PROBLEM TO SOLVE
Reproduce every line of the items below, requests included. Rescale each bounding-box coordinate in the answers by a factor of 1.35 and round to the nearest whole number, with halves rounded up. Numbers within the requests stay unchanged.
-- Start of EXERCISE MATERIAL --
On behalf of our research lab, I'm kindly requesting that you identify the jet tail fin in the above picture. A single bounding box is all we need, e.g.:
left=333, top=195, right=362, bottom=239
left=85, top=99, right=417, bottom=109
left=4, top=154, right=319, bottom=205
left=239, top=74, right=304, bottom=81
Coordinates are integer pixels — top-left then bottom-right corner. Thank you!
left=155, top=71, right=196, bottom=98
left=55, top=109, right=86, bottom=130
-- End of EXERCISE MATERIAL --
OUTPUT OF THE EXERCISE
On behalf of our research lab, I'm kindly requesting that you identify the jet tail fin in the above picture. A single bounding box is all we need, e.g.:
left=333, top=195, right=362, bottom=239
left=85, top=99, right=417, bottom=109
left=4, top=154, right=319, bottom=205
left=239, top=74, right=304, bottom=81
Coordinates are integer pixels — top-left then bottom-right corner. Thank you!
left=209, top=96, right=265, bottom=132
left=74, top=147, right=116, bottom=176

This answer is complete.